**Problem**
Every line below between the one holding "Point | tag one point per instance of the red" and the one holding "Target | asphalt road", inclusive, should be copied exactly, and no other line.

Image-grounded pointing data:
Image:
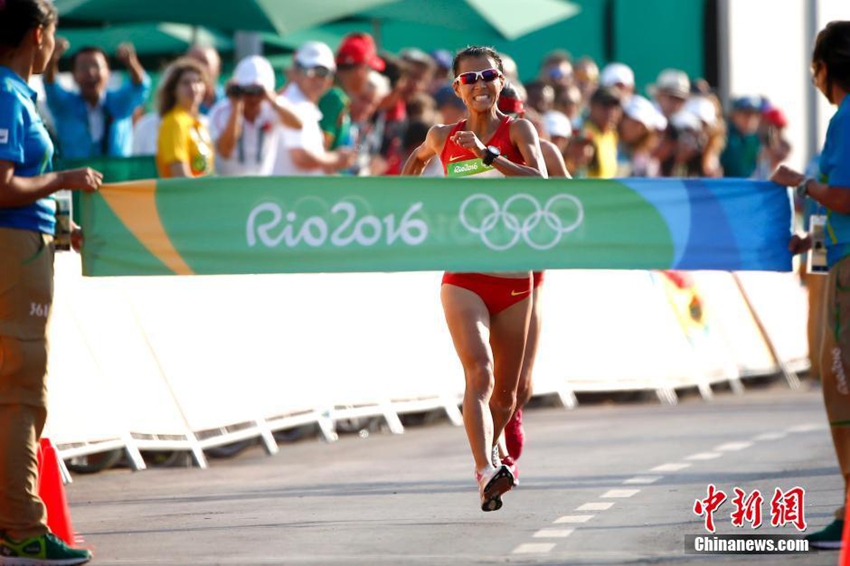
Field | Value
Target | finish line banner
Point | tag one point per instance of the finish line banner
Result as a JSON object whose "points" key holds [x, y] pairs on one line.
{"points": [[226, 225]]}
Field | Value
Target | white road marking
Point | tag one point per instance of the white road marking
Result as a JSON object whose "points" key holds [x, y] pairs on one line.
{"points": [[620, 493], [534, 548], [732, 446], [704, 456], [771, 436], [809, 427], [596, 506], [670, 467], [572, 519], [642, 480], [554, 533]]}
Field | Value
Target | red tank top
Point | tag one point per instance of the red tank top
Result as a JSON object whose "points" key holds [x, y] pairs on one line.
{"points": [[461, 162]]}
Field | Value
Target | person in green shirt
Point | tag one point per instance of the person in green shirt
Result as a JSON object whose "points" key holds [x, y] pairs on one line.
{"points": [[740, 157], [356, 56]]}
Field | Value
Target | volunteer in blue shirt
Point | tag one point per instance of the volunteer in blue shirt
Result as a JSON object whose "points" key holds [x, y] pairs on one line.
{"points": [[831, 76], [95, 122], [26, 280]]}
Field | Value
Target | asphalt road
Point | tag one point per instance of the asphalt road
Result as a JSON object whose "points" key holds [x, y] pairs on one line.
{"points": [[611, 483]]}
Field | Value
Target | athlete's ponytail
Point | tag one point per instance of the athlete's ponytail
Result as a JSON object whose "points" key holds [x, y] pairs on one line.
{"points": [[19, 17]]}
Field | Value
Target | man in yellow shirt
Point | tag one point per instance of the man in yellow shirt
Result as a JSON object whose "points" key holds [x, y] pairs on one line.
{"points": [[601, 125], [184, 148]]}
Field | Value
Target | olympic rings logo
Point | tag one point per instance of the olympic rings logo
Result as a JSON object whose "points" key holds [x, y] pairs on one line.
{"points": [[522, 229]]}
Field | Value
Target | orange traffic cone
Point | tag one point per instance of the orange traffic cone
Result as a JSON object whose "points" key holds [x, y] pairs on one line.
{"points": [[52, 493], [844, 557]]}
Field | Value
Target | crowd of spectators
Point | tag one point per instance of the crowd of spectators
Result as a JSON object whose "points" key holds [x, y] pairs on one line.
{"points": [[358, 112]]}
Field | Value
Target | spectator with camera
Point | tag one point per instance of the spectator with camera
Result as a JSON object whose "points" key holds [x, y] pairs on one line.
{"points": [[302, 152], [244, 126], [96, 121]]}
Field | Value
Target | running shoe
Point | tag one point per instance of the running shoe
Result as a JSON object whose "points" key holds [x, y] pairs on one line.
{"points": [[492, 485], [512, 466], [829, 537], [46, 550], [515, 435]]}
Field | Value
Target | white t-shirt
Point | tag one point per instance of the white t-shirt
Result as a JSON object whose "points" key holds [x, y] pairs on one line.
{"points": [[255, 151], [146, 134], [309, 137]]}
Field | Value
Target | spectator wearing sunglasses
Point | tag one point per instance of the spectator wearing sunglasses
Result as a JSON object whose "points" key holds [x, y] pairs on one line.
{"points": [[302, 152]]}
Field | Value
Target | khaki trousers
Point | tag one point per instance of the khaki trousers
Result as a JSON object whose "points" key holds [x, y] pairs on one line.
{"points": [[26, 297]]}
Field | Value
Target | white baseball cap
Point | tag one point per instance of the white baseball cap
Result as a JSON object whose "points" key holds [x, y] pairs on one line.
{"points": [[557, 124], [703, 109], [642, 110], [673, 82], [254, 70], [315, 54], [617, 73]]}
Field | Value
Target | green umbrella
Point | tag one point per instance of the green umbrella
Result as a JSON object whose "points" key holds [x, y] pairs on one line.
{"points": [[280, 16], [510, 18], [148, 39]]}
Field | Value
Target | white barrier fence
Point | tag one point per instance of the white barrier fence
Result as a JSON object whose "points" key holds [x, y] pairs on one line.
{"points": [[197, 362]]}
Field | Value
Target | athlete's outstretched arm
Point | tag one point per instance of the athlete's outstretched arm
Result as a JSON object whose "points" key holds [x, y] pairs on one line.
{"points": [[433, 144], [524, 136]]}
--
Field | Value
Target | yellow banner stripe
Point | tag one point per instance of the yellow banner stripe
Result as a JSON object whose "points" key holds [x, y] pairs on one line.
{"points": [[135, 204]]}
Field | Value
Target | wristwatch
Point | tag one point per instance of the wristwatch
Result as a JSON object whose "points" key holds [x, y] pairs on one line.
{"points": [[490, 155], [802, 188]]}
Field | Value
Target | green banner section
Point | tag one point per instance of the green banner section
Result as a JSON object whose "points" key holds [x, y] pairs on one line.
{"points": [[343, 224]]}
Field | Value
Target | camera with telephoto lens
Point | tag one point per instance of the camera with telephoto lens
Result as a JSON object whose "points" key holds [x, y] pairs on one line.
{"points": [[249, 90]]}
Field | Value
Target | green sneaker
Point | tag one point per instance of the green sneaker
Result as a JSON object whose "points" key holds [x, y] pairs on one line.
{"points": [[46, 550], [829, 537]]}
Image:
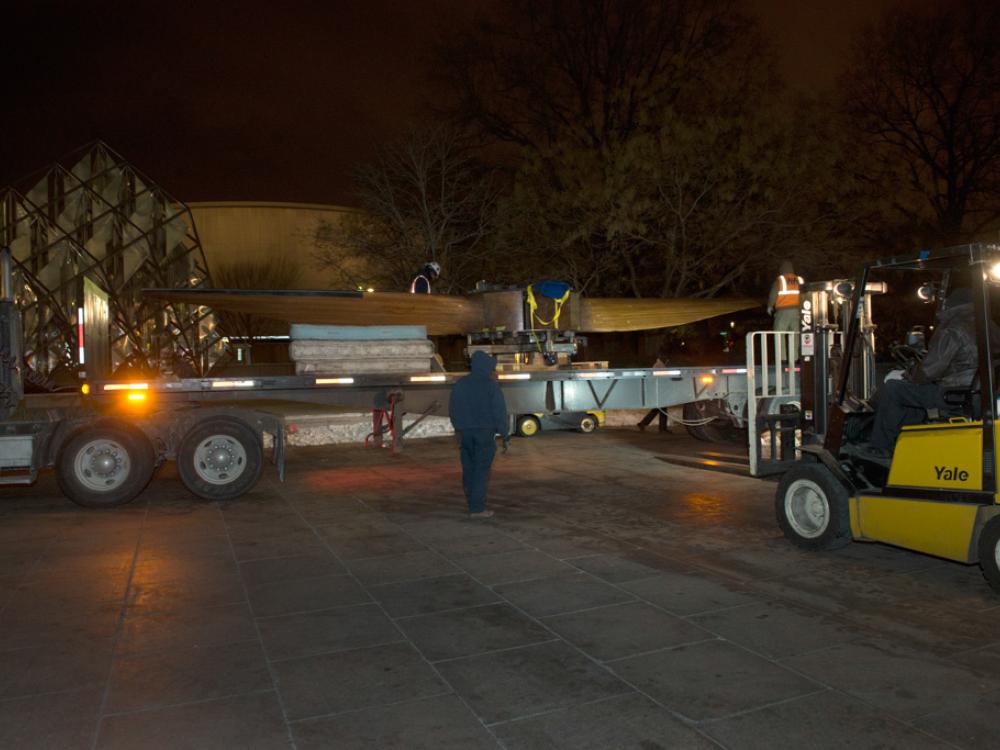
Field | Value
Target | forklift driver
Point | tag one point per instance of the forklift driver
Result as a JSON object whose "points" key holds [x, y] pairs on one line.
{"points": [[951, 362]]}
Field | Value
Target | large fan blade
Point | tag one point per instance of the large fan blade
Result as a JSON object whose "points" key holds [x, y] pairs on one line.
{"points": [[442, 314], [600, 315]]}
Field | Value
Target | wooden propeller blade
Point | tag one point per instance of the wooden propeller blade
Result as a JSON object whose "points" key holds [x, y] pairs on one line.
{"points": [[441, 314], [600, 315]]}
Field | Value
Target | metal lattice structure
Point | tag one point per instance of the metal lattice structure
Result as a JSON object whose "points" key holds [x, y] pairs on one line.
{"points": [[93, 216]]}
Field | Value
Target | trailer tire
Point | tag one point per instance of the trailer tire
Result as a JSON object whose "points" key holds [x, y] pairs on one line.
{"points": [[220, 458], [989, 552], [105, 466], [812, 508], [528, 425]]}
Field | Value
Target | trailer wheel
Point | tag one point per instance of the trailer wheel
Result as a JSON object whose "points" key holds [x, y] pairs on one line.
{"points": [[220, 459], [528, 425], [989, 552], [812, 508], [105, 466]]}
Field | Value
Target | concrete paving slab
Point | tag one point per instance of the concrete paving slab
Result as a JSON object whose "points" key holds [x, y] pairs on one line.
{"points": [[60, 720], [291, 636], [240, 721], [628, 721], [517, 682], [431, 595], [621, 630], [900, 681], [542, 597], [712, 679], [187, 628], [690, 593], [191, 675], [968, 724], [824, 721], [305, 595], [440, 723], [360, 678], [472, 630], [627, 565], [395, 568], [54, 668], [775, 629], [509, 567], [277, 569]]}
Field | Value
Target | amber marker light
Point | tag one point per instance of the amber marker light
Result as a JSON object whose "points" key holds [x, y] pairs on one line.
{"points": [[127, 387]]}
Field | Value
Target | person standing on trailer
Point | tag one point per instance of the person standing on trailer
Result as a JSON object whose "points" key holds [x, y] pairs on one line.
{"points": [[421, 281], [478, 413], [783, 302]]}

**Result of the task**
Point | tag one point per instance of the red tank top
Result as a JSON object whose "points" key holds [x, y] pairs on one line.
{"points": [[461, 162]]}
Field | Value
Target | person in green shirt
Point | tag one point per instance of the person in green shirt
Result as a JSON object whose "points" key holds [x, y] pairs on one line.
{"points": [[740, 157], [356, 56]]}
Field | Value
Target | volunteer in blue shirt
Point | tag one point per instance of the volunteer in blue shirt
Result as a JSON object whose "points" key holds [x, y] pairs on one line.
{"points": [[831, 76], [95, 122], [26, 280]]}
Field | Value
Target | asphalt road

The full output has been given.